What you will do: Reproduce the stretch from the line containing "[tag] brick mill building: a pin per instance" through the end of the records, swapping "arched window" for "rounded window" and leaving everything else unchanged.

Point annotation dataset records:
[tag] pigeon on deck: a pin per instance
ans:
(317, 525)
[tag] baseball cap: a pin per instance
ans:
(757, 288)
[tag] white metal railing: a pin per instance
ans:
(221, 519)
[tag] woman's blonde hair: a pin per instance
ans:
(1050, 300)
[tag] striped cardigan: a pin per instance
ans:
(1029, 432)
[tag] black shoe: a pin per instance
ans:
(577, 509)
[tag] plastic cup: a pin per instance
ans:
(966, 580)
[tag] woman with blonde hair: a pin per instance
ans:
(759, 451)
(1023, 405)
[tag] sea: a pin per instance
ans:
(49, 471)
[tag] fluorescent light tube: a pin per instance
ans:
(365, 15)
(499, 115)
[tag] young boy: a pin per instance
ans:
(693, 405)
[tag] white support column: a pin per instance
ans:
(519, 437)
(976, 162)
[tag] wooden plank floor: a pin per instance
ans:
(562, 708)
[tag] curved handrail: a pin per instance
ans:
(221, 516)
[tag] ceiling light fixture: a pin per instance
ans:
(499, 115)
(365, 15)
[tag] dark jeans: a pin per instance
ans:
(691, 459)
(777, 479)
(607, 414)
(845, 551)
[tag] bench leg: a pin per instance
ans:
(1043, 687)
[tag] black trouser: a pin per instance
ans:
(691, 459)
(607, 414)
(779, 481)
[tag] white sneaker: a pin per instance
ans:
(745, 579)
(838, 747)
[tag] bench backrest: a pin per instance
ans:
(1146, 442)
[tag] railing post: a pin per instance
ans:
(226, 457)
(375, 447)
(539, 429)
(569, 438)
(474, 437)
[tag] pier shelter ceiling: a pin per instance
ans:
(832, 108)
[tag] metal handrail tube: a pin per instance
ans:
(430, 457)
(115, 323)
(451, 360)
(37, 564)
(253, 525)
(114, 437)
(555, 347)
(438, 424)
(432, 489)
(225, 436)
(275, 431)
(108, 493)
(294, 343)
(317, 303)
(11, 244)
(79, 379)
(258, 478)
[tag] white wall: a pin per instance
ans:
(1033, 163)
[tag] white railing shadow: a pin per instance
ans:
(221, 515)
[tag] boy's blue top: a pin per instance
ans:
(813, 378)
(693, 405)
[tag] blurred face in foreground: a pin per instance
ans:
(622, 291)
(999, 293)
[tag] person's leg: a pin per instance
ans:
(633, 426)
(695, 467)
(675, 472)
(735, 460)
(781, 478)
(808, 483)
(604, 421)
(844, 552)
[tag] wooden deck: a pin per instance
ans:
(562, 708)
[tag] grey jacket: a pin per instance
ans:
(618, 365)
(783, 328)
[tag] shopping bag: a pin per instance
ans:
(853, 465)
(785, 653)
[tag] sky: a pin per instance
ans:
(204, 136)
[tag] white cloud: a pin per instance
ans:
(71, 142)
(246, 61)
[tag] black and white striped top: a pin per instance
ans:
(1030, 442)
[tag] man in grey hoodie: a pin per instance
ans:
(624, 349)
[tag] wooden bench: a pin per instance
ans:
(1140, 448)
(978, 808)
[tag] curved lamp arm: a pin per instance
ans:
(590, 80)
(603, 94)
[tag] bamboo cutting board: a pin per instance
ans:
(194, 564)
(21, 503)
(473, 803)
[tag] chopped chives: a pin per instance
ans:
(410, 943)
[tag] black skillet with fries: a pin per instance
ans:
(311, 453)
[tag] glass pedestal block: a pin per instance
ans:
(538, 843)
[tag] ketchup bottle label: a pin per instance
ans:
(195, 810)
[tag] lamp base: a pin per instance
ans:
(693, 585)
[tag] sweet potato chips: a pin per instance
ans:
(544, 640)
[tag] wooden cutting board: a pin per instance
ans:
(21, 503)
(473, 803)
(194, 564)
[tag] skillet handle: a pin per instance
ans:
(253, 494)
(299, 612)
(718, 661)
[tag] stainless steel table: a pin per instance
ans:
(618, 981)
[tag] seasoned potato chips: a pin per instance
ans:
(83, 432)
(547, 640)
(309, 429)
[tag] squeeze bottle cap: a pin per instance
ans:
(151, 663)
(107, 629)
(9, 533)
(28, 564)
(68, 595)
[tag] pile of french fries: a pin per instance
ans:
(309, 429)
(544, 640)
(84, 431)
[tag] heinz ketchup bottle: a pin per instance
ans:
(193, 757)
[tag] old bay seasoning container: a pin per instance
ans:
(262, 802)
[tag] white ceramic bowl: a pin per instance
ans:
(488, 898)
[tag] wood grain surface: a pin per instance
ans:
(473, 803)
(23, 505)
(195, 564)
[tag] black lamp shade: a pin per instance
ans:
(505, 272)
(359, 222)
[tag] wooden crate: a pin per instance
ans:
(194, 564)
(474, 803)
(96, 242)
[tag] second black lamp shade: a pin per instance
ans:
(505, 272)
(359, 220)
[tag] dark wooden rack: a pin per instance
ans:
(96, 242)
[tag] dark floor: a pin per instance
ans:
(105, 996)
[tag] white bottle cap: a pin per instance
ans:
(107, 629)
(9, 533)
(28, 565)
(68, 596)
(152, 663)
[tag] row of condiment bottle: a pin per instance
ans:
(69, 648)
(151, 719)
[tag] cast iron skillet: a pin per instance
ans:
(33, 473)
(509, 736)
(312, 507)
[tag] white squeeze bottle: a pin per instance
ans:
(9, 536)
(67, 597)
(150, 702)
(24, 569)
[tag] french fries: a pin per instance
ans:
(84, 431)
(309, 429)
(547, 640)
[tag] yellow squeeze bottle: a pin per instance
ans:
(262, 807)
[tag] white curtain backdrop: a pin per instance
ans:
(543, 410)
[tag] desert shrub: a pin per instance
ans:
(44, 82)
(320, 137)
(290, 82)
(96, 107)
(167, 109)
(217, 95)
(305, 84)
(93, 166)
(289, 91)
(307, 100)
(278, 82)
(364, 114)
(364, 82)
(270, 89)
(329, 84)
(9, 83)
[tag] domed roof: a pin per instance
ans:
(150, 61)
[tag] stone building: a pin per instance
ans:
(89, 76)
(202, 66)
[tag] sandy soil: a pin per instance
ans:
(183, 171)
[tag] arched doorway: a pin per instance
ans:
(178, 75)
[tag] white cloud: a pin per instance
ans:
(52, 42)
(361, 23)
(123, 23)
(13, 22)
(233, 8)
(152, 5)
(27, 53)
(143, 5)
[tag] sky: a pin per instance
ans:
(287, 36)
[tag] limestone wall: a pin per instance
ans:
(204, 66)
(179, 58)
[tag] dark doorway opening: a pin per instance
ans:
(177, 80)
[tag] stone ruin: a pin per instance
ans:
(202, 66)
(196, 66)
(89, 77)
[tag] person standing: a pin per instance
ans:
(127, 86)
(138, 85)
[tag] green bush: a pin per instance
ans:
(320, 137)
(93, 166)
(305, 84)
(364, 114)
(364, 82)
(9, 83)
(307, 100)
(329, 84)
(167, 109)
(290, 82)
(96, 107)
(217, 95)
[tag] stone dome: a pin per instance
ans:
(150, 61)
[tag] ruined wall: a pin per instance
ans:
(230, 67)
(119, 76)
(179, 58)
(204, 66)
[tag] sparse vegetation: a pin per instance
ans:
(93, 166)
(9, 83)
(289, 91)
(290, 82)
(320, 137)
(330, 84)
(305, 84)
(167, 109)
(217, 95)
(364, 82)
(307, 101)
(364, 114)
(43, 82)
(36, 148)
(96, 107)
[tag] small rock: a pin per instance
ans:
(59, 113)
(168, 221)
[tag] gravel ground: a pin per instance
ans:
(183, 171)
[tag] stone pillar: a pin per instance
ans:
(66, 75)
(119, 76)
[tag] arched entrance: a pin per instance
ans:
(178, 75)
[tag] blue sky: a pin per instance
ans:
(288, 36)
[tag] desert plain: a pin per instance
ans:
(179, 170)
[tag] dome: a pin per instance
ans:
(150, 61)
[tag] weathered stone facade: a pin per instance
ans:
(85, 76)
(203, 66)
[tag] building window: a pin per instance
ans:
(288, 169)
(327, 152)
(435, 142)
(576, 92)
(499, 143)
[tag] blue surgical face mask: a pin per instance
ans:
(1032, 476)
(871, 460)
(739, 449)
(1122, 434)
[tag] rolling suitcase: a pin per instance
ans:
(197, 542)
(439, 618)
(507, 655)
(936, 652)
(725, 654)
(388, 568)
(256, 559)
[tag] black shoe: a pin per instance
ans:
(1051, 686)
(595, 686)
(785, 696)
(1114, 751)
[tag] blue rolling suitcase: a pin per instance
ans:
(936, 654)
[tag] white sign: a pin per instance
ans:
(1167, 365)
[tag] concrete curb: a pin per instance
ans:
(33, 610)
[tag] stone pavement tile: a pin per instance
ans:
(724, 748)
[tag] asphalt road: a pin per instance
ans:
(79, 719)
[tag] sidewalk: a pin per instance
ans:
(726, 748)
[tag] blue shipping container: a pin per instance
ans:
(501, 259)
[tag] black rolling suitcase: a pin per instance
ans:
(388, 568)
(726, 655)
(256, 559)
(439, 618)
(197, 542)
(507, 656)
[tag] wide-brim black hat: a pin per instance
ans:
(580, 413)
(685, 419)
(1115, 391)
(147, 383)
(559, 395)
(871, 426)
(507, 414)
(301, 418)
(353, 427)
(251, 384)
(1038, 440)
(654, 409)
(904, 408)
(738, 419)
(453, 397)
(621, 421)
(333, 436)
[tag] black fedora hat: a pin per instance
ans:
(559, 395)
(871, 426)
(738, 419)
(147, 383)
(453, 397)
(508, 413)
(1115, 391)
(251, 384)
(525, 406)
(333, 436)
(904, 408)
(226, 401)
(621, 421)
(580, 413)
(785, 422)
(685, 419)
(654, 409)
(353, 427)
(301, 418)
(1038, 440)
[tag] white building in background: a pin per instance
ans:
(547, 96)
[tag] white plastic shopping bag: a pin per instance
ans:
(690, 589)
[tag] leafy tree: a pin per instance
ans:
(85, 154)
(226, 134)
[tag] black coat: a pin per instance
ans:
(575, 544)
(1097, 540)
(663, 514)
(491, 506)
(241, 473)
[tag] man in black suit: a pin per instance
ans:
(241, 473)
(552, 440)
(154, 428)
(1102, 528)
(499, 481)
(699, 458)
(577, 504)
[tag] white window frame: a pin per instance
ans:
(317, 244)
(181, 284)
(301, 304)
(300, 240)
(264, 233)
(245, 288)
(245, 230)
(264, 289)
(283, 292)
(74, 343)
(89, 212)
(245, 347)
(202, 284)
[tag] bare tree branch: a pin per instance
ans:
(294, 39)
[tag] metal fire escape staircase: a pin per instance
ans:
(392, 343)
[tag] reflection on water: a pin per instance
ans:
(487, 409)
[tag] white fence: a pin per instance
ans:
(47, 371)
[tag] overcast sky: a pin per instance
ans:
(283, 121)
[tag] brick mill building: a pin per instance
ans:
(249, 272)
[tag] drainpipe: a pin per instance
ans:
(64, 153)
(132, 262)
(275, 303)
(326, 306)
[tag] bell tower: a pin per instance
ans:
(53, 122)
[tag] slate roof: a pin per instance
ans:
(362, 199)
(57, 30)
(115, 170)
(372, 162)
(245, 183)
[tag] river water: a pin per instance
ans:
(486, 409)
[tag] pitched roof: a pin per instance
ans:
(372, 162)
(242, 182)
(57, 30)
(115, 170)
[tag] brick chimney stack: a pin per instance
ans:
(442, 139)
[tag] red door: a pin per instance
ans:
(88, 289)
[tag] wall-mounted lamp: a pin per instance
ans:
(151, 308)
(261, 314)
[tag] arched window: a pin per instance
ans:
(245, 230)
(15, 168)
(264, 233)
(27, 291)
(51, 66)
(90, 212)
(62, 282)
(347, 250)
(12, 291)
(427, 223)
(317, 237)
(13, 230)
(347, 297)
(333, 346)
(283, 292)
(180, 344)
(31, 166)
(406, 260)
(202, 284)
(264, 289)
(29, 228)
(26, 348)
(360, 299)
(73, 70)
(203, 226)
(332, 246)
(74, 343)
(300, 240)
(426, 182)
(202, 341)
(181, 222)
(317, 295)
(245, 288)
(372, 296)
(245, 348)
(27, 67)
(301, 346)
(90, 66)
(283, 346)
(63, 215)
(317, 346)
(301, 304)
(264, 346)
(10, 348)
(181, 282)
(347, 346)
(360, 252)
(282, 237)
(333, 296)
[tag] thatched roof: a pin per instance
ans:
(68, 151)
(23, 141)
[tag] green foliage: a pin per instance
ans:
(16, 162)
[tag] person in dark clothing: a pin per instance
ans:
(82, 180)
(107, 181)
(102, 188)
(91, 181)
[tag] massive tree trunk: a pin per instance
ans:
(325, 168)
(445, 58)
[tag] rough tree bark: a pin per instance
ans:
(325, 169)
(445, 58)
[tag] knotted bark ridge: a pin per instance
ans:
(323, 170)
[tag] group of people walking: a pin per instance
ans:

Correct answer:
[tag] brick mill building: a pin per instance
ans:
(249, 272)
[tag] drainpipe: a pin per instance
ans:
(64, 153)
(132, 262)
(275, 303)
(326, 306)
[tag] bell tower: a pin per instance
ans:
(53, 122)
[tag] slate roof: a pin per instance
ans:
(362, 199)
(57, 30)
(115, 170)
(372, 162)
(245, 183)
[tag] river water: a pin per instance
ans:
(486, 409)
[tag] pitched roof: a pin per instance
ans:
(372, 162)
(242, 182)
(57, 30)
(115, 170)
[tag] brick chimney stack: a pin per instance
ans:
(442, 139)
[tag] red door: a pin per instance
ans:
(88, 289)
[tag] wall-mounted lamp: a pin per instance
ans:
(151, 308)
(261, 314)
[tag] rounded window: a pin per instance
ans:
(245, 230)
(15, 168)
(264, 233)
(27, 291)
(51, 66)
(90, 212)
(62, 282)
(347, 250)
(12, 291)
(427, 223)
(317, 237)
(13, 230)
(347, 297)
(333, 346)
(283, 292)
(180, 344)
(31, 166)
(406, 260)
(202, 284)
(264, 289)
(29, 228)
(26, 348)
(360, 299)
(73, 70)
(203, 226)
(332, 246)
(74, 343)
(300, 240)
(426, 182)
(202, 341)
(181, 222)
(317, 295)
(245, 288)
(372, 296)
(245, 348)
(27, 67)
(301, 346)
(90, 66)
(283, 346)
(63, 215)
(317, 346)
(301, 304)
(264, 346)
(10, 348)
(181, 282)
(347, 346)
(360, 252)
(282, 237)
(333, 296)
[tag] thatched roof: a pin per instance
ans:
(68, 151)
(23, 141)
[tag] green foliage: a pin per instance
ans:
(16, 162)
[tag] person in dark clothing: a pin per instance
ans:
(82, 180)
(107, 181)
(102, 188)
(91, 181)
[tag] massive tree trunk: a pin per instance
ans:
(325, 168)
(445, 58)
[tag] rough tree bark: a pin per instance
ans:
(325, 169)
(445, 58)
[tag] knotted bark ridge: a pin per instance
ans:
(323, 170)
[tag] group of people walking: a pin per instance
ans:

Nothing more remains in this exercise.